>>>

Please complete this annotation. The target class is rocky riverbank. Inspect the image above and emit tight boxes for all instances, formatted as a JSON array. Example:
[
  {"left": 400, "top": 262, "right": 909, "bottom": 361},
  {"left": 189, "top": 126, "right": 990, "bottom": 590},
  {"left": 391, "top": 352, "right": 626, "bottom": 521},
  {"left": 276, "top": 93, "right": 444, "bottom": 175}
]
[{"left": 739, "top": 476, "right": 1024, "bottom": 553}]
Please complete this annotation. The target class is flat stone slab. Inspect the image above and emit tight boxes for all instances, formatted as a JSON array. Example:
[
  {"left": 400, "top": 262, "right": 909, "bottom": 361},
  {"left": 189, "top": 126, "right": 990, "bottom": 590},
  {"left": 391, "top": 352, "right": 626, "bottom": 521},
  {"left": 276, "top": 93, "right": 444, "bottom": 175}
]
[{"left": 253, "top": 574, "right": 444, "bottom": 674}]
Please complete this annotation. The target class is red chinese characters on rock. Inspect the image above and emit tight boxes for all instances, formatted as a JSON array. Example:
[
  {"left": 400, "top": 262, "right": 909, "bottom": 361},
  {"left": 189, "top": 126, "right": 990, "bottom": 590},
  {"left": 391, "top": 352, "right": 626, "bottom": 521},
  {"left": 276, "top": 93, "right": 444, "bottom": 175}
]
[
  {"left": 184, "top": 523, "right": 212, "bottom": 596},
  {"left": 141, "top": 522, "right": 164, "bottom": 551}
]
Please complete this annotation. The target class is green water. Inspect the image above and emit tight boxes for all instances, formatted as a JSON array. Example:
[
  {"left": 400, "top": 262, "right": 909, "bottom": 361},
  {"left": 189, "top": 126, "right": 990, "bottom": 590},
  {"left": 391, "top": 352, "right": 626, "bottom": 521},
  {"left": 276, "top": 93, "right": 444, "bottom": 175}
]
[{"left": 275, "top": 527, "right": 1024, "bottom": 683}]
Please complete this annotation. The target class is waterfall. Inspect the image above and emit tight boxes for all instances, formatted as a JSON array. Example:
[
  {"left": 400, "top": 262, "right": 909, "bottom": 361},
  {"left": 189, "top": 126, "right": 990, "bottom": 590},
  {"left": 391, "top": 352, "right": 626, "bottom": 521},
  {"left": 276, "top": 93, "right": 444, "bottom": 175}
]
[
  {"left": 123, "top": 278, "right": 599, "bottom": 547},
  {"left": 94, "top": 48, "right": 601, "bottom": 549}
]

<<<

▶ [WHAT IS EXPECTED]:
So that nothing is lost, retype every entry in the listing above exactly.

▶ [RESULT OF THIS TASK]:
Please complete this annotation. The target class is rocky riverbank. Inspect the image above and emit tight boxes for all instances, formatted as a JSON array. Example:
[
  {"left": 400, "top": 262, "right": 909, "bottom": 361},
  {"left": 189, "top": 126, "right": 990, "bottom": 590},
  {"left": 391, "top": 352, "right": 626, "bottom": 521},
  {"left": 276, "top": 93, "right": 444, "bottom": 175}
]
[{"left": 739, "top": 476, "right": 1024, "bottom": 553}]
Please complete this annotation. The target class is flat stone slab. Inspect the image above and emit tight boxes for all instances, formatted as a JSON array. Example:
[
  {"left": 400, "top": 262, "right": 909, "bottom": 361},
  {"left": 189, "top": 126, "right": 990, "bottom": 590},
  {"left": 391, "top": 352, "right": 626, "bottom": 521},
  {"left": 276, "top": 93, "right": 444, "bottom": 175}
]
[{"left": 253, "top": 574, "right": 444, "bottom": 674}]
Please complete this annotation. The target class is red chinese characters on rock. Inspect the image above and emit tight boxes for all instances, formatted as a JSON array. Example:
[
  {"left": 400, "top": 262, "right": 909, "bottom": 361},
  {"left": 189, "top": 126, "right": 990, "bottom": 590},
  {"left": 391, "top": 352, "right": 626, "bottom": 521},
  {"left": 276, "top": 93, "right": 444, "bottom": 175}
]
[
  {"left": 184, "top": 523, "right": 212, "bottom": 596},
  {"left": 141, "top": 522, "right": 164, "bottom": 551}
]
Please complete this annotation. The target class is green water. Inspect the image above and emit tight boxes for all instances, formatted as a JSON array. Example:
[
  {"left": 400, "top": 262, "right": 909, "bottom": 361},
  {"left": 189, "top": 126, "right": 990, "bottom": 590},
  {"left": 391, "top": 352, "right": 626, "bottom": 521},
  {"left": 276, "top": 93, "right": 444, "bottom": 175}
]
[{"left": 275, "top": 527, "right": 1024, "bottom": 683}]
Please complete this annotation. The target class is waterfall. Inspect the image above and emit tight boxes for all instances, formatted as a JSON array. Example:
[
  {"left": 400, "top": 262, "right": 909, "bottom": 361},
  {"left": 189, "top": 126, "right": 990, "bottom": 590},
  {"left": 391, "top": 352, "right": 626, "bottom": 521},
  {"left": 276, "top": 93, "right": 444, "bottom": 175}
]
[
  {"left": 123, "top": 278, "right": 599, "bottom": 547},
  {"left": 94, "top": 48, "right": 601, "bottom": 549}
]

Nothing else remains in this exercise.